#### Stated exercise:
Rewrite the records below as a Markdown table with two columns, Row and Line. Put the row number under Row and each line under Line, and leave out blank lines.

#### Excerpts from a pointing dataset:
:::::
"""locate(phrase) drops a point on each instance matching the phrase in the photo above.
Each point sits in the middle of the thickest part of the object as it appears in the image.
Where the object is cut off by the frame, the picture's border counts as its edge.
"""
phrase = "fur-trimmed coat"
:::::
#### The response:
| Row | Line |
|---|---|
| 1 | """locate(phrase) drops a point on each instance matching the phrase in the photo above. |
| 2 | Each point sits in the middle of the thickest part of the object as it appears in the image. |
| 3 | Where the object is cut off by the frame, the picture's border counts as its edge. |
| 4 | """ |
| 5 | phrase = "fur-trimmed coat" |